**ABOUT THIS EXERCISE:** What you print must match the data line for line.

[[ PROVIDED MATERIAL, beginning ]]

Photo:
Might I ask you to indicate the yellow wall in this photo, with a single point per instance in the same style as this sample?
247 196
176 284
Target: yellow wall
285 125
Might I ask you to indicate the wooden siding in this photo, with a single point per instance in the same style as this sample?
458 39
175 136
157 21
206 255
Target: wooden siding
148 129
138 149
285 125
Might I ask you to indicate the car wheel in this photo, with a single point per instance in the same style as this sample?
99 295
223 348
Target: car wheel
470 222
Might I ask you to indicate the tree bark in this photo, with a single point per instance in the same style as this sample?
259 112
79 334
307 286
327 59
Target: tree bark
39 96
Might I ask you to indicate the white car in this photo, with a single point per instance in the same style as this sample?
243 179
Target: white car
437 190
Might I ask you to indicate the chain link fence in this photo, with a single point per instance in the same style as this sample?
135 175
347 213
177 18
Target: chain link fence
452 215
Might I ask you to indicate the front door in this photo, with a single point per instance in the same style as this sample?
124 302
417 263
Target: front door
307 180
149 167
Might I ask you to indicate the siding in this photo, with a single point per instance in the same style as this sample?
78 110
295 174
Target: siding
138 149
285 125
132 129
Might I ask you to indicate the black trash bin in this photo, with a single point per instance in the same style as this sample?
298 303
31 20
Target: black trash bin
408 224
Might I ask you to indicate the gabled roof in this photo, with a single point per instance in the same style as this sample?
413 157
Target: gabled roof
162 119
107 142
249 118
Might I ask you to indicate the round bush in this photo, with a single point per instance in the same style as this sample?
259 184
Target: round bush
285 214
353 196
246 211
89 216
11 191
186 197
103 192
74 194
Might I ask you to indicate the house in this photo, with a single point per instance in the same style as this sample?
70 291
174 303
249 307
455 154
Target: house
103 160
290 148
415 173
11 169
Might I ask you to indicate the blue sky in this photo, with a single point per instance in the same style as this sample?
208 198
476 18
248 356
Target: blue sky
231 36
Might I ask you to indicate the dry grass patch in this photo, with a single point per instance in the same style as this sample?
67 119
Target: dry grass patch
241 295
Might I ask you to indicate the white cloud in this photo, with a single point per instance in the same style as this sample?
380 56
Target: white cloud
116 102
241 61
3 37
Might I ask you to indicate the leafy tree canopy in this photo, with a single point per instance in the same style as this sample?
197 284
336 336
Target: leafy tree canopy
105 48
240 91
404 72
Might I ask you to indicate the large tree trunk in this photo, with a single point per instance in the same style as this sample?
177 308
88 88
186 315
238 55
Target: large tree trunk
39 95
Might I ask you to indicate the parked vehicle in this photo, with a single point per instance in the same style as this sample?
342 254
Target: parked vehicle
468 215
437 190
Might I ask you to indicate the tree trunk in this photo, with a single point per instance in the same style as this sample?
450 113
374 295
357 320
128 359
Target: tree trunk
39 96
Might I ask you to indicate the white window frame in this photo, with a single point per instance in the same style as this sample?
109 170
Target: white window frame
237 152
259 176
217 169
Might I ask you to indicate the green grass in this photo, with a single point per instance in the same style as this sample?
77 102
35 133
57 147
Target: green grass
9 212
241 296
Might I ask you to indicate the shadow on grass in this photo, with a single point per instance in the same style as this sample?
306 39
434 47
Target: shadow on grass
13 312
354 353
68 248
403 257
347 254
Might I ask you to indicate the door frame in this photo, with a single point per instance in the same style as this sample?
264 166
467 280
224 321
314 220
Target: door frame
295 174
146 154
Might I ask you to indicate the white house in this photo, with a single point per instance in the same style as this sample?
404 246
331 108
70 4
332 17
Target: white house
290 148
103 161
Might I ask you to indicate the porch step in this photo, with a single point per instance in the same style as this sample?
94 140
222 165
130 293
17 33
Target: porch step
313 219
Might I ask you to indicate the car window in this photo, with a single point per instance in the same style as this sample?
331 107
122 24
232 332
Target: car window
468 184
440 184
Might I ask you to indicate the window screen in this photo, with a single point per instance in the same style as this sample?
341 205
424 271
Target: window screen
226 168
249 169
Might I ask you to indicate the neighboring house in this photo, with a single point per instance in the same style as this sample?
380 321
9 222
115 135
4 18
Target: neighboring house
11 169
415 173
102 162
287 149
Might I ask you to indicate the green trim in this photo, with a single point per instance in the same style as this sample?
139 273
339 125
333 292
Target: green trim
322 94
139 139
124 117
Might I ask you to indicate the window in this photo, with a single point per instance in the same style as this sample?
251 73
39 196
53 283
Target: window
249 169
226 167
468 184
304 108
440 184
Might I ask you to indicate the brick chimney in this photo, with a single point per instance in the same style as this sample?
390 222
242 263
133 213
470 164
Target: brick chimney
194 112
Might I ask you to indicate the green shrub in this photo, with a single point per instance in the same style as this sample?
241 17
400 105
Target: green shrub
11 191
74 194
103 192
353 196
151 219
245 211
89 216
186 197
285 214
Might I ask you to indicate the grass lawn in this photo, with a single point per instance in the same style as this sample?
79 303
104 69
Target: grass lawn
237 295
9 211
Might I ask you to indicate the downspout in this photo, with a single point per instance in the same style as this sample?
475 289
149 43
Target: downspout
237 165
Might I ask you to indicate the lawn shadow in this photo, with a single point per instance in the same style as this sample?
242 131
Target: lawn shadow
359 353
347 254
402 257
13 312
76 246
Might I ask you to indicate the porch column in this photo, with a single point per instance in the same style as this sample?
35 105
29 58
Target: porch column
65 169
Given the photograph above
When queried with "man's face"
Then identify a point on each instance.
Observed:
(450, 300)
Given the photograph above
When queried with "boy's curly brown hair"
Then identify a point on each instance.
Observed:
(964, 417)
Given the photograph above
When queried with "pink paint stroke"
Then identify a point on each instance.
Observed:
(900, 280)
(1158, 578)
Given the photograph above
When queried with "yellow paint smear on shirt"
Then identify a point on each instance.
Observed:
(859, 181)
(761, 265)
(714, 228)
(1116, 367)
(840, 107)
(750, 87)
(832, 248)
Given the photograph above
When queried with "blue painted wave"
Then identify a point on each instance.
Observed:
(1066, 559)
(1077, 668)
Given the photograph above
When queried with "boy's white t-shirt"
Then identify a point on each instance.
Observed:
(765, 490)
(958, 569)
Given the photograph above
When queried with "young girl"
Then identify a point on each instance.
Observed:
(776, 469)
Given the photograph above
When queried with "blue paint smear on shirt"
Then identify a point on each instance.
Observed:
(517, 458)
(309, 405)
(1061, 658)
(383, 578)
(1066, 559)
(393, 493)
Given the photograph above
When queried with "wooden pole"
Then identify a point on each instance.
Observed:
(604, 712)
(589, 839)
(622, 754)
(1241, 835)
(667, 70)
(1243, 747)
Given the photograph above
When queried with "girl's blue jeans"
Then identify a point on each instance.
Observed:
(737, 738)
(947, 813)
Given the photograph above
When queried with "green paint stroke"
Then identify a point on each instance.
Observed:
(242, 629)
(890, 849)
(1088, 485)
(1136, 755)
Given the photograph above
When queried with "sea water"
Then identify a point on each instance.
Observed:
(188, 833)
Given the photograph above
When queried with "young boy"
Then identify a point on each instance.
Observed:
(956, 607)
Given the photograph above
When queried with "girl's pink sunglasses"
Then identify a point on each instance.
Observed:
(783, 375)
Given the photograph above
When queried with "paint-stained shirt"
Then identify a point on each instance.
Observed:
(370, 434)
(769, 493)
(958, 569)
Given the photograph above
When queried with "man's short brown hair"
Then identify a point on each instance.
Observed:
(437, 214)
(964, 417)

[[ PROVIDED MATERIAL, end ]]

**WRITTEN SOLUTION:**
Photo:
Might I ask you to indicate the yellow wall in this photo, with a single point per instance in the same style as this sample?
247 196
176 284
Target: yellow wall
285 125
Might I ask you to indicate the wooden siding in this photo, with a single point per instance in the same style as this sample?
458 39
175 136
157 21
206 255
Target: wooden siding
148 129
138 149
285 125
Might I ask you to indicate the car wheel in this photo, with a single point per instance in the same style as this sample?
99 295
223 348
Target: car wheel
470 222
Might I ask you to indicate the tree bark in this photo, with a single point per instance in the same style as this sample?
259 112
79 334
307 286
327 59
Target: tree bark
39 96
Might I ask you to indicate the white car in this photo, with a single point per instance in the same style as this sample?
243 179
Target: white car
437 190
Might I ask you to indicate the chain link fence in this photo, with a single point per instance in the same style as this sample?
135 175
347 213
177 18
Target: chain link fence
452 215
Might I ask you to indicate the front door in this photo, with a single point per instance in the same style as this sample?
124 302
417 263
Target: front door
307 180
149 167
Might I ask you to indicate the siding in this photo, with a single point per instance in the same style as this sample?
78 110
295 174
Target: siding
138 149
285 125
132 129
Might I ask you to indicate the black trash bin in this photo, with a single point per instance in the same style as this sample?
298 303
31 20
Target: black trash bin
408 224
Might I ask you to indicate the gabled roof in this photo, with a single point per instance in the same style as this sample?
413 157
Target: gabled roof
162 119
107 142
249 118
Might I ask you to indicate the round bush in this photo, with a single point per instance in the same style as this sample?
259 184
Target: round bush
285 214
353 196
246 211
89 216
11 191
186 197
103 192
74 194
Might I ask you to indicate the house in this photo, with a single point per instance in the same style as this sample?
70 291
174 303
249 307
455 154
Target: house
103 160
290 148
415 173
11 169
Might I ask you to indicate the blue sky in this photo, with a single point per instance in the same style as this sample?
208 198
476 18
248 356
Target: blue sky
231 36
Might I ask you to indicate the dry grass patch in this photo, with a single point per instance in the same style as this sample?
67 119
Target: dry grass patch
241 295
Might I ask you to indicate the white cloud in this photo, with a single point per instance in the same style as this sample?
380 56
Target: white cloud
116 102
241 61
3 37
Might I ask you to indicate the leafy tree canopy in this photo, with a single point per instance in the same style as this sample?
197 284
336 336
Target: leafy tree canopy
105 48
240 91
404 72
Might I ask you to indicate the large tree trunk in this photo, with a single point per instance in the same style as this sample?
177 308
88 88
186 315
238 55
Target: large tree trunk
39 95
Might I ask you to indicate the parked vehicle in this photo, with a single point per instance in the same style as this sample?
342 254
Target: parked vehicle
468 215
437 190
Might I ask you to indicate the tree trunk in this photo, with a single point per instance in the same style as this sample?
450 113
374 295
357 320
128 359
Target: tree trunk
39 96
Might I ask you to indicate the white window frame in this photo, with a single point per instance in the same style as this sample?
109 170
Target: white window frame
237 152
259 176
217 169
Might I ask you to indicate the green grass in this photo, with a single point per instance in the same style as this sample?
77 102
35 133
57 147
Target: green grass
9 212
241 296
Might I ask you to indicate the shadow on grass in this photo, with a single point per instance in the same style as this sample?
306 39
434 47
Target: shadow on grass
13 312
354 353
68 248
403 257
347 254
Might I ask you to indicate the door frame in this photo, with a single point per instance in the same style as this sample?
264 166
467 280
224 321
314 220
Target: door frame
295 174
146 154
Might I ask you to indicate the white house in this photo, with a single point per instance in the same style as this sample?
404 246
331 108
70 4
332 17
Target: white house
290 148
103 161
Might I ask you to indicate the porch step in this photo, with a single point per instance in the same style as this sample?
94 140
222 165
130 293
17 33
Target: porch step
313 219
Might I ask you to indicate the car window in this photo, with a single point per instance in the same style as this sample?
331 107
122 24
232 332
Target: car window
468 184
440 184
Might I ask you to indicate the window screen in this photo, with a single point per instance in the same style as this sample?
341 205
424 271
Target: window screen
226 168
249 169
Might I ask you to indicate the neighboring house in this photo, with a single point per instance in the same style as this sample?
380 321
9 222
115 135
4 18
Target: neighboring house
11 169
415 173
102 162
287 149
Might I ask you to indicate the green trim in this photo, with a single point per instance in the same style as this sample?
139 273
339 125
333 292
Target: green trim
322 94
139 139
124 117
Might I ask you to indicate the window in this photo, with a single point per instance in the same style as this sample?
251 73
39 196
53 283
Target: window
249 169
226 167
468 184
304 108
440 184
Might I ask you to indicate the brick chimney in this photo, with a single point per instance in the same style as this sample?
390 222
242 263
133 213
470 164
Target: brick chimney
194 112
Might I ask you to indicate the green shrub in this photo, with a single point per instance in the same style as this sample?
241 17
400 105
Target: green shrub
11 191
74 194
103 192
353 196
151 219
245 211
89 216
186 197
285 214
Might I ask you to indicate the grass lawn in this photo, with a single point per instance in the same style as this sample?
79 303
104 69
Target: grass lawn
237 295
9 211
Might I ask you to indicate the downspout in this photo, with a single point per instance in the same style as this sample?
475 289
149 43
Target: downspout
237 165
Might I ask you to indicate the lawn shadow in this photo, with a single point per instance in the same style as this sample?
242 131
Target: lawn shadow
359 353
347 254
402 257
13 312
76 246
Might I ask you to indicate the porch column in this photo, with a single point per instance in the same style as this sample?
35 105
29 58
Target: porch column
65 169
Given the photograph above
When queried with "man's face"
Then identify a point on each instance.
Observed:
(450, 300)
Given the photograph above
When queried with "boy's curly brown hair"
Then identify a point on each instance.
Observed:
(964, 417)
Given the photograph above
When queried with "pink paint stroke"
Then identify a point on each instance.
Observed:
(900, 280)
(1158, 578)
Given the photograph above
When queried with "yellow paint smear on shirt"
Then identify a point on each instance.
Observed:
(859, 181)
(761, 265)
(714, 228)
(1116, 367)
(840, 107)
(750, 87)
(832, 248)
Given the photograph above
When queried with "blue painted wave"
Then identify a point on each instance.
Observed:
(1066, 559)
(1077, 668)
Given the photograph above
When queried with "boy's white t-shirt"
Then identify a point on each instance.
Observed:
(765, 490)
(958, 569)
Given the photograph above
When queried with "young girl"
Then identify a point on each instance.
Observed:
(776, 469)
Given the photograph above
When queried with "blue paint smear on shirt"
Then identify a point on each instance.
Observed:
(517, 458)
(309, 405)
(1061, 658)
(383, 578)
(1066, 559)
(393, 493)
Given the photograph above
When queried with "wooden pole"
Then identify a point on each instance.
Observed:
(604, 712)
(589, 839)
(622, 754)
(1241, 835)
(667, 70)
(1243, 747)
Given the photograph above
When queried with "girl's blue jeans"
Then identify a point on each instance.
Observed:
(737, 738)
(947, 813)
Given the photograph above
When queried with "green paint stroke"
Then identify a point on each instance.
Observed:
(242, 629)
(890, 849)
(1088, 485)
(1136, 755)
Given the photograph above
When queried with "sea water"
Then identify a point on each instance.
Observed:
(188, 833)
Given the photograph above
When queried with "young boy"
Then identify a point on each instance.
Observed:
(956, 607)
Given the photograph above
When queried with "girl's pink sunglasses"
Then identify a point on each instance.
Observed:
(783, 375)
Given the photograph above
When queried with "paint-stained shirt"
Then identify a point on each instance.
Observed:
(370, 434)
(769, 493)
(958, 569)
Given the photograph above
When queried with "man's short brown hair"
Then identify a point on each instance.
Observed:
(437, 214)
(964, 417)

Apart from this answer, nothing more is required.